• **待解问题**:
请把从含有“drop a dot on every instance of the corvette rear”的那一行起、到记录末尾为止的各行（首尾均包括在内）重新写出，将其中的“rear end”替换为“back end”，其余内容一律不变。

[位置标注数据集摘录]
•••••
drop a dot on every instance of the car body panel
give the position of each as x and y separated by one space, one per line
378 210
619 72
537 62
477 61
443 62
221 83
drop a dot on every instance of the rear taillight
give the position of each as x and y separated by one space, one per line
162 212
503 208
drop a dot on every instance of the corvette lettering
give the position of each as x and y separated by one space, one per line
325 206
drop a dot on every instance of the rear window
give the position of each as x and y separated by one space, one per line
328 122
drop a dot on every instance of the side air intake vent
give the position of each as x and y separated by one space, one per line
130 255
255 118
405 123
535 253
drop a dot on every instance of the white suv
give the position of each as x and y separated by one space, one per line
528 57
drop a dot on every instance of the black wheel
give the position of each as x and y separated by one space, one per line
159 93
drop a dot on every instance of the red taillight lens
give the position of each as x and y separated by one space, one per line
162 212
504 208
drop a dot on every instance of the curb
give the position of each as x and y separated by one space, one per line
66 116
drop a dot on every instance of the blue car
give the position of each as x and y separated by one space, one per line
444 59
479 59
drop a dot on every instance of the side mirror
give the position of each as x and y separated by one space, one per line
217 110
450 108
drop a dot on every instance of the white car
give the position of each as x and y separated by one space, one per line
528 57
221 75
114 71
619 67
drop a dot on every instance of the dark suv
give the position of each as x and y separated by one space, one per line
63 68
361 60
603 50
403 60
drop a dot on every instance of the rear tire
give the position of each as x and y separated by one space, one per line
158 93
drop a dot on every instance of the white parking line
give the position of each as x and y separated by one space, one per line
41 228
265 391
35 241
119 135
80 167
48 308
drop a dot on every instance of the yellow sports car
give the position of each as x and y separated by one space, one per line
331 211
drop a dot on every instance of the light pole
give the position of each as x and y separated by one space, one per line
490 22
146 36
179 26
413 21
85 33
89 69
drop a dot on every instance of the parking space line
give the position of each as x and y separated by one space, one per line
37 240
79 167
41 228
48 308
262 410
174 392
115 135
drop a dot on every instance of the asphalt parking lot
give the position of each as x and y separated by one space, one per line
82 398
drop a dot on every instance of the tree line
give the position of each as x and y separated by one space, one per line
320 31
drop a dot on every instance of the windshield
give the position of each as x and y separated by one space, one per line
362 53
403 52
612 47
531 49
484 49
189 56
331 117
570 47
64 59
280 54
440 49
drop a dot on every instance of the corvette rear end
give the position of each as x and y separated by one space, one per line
•••••
• **解答**:
drop a dot on every instance of the corvette back end
give the position of each as x and y separated by one space, one per line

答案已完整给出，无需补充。